Your wedding will be wonderful.  Mishaps can occur but if you don't panic, neither will anyone else.  At one bride's wedding, the processional was complete and the ceremony about to begin when she noticed that the altar candles had never been lit.  No one else noticed so she wisely ignored the lapse.  Her wedding was beautiful.  Yours will be too!

Themes and Centerpieces

WEDDING NOTES - Themes and Centerpieces

All parts of planning a wedding can be fun and exciting.  Our experienced consultants can help you with all aspects of the wedding so feel comfortable asking our advice.  We love to help brides plan all parts of their upcoming wedding, but centerpieces and party themes are among our favorites.

Selecting the flowers and interesting pieces that will decorate your celebration can be a daunting task but the results from carefully chosen centerpieces can be a dramatic way to pull together the theme of your wedding.  We have many, many suggestions.  The most obvious one is that centerpieces should relate to and emphasize that theme.

If your wedding is around a holiday, the theme and its expression is obvious.  Christmas, Valentine's Day, St. Patrick's Day, Independence Day all suggest the colors and elements.  Other themes require more thought but are just as fun to create.

Is your wedding and reception near water?  If yes, use ship's lanterns or bowls with tropical fish swimming over shells and sand in the bottom.

Is your reception in the country at a farm house or barn?  Use checkered tablecloths and make a ceramic or straw rooster the center of each table.  Add miniature bales of hay and/or summer flowers and greens in milk bottles or canning jars.

____________

Your tasks –
A. Copy the stretch of the wedding notes from "Selecting the flowers" through "emphasize that theme." word for word.
B. Carry on the wedding notes from the point where they stop.

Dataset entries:
____________

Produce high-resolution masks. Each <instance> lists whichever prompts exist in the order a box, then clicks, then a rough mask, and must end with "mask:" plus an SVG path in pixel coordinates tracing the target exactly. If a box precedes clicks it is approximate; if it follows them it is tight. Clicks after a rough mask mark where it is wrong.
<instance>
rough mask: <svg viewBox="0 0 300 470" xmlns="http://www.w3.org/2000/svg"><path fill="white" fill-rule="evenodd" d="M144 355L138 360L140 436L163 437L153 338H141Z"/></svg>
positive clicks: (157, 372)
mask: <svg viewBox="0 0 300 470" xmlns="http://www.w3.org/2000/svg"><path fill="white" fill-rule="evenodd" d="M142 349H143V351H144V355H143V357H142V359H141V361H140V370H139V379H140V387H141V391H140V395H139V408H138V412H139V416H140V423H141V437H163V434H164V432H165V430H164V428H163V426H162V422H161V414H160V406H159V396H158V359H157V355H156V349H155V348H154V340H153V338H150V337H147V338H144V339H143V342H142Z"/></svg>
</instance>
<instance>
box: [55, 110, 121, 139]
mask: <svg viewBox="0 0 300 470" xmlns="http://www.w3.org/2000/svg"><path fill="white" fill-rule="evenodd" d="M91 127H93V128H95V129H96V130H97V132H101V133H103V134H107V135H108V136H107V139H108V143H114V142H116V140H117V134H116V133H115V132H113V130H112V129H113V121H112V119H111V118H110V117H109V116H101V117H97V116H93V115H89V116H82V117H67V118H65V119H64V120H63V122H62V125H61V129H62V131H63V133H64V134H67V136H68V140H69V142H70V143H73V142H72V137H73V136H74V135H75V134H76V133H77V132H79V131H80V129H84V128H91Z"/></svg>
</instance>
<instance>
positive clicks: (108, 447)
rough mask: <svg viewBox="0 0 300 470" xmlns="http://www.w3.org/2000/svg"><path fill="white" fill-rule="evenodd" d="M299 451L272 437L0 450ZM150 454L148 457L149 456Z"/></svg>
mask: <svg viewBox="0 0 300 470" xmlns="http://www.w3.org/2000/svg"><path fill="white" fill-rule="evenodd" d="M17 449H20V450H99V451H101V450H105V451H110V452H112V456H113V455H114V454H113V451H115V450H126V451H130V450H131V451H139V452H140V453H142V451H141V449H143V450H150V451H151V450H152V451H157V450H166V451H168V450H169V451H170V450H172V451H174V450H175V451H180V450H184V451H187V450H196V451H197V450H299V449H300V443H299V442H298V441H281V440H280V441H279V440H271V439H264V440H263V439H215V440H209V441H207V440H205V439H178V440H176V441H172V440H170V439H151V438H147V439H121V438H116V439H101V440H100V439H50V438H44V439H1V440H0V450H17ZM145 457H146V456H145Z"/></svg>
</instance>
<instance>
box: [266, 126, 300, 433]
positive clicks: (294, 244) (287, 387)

____________

Written answers –
A.
Selecting the flowers and interesting pieces that will decorate your celebration can be a daunting task but the results from carefully chosen centerpieces can be a dramatic way to pull together the theme of your wedding.  We have many, many suggestions.  The most obvious one is that centerpieces should relate to and emphasize that theme.

B.
Incorporate seasonal fruits in centerpieces.  Big bunches of strawberries in the summer, gingham tied baskets of apples in the early fall, pumpkins and gourds with fall leaves would also work.

Celebrate your heritage with national colors, flags, patterns and fabrics. Oriental poppies, tartan plaid table linens, silver trays piled high with Mexican wedding cakes all make a statement.

Create a circus atmosphere with balloons, candied apples, popcorn and candy floss.

If both the bride and groom are teachers, the school house theme is perfect with paper chains, chalk boards, posters, report cards and lots of numbers and letters.

Call 605.348.8816 or email OR  for a wealth of ideas of how to make your celebration special.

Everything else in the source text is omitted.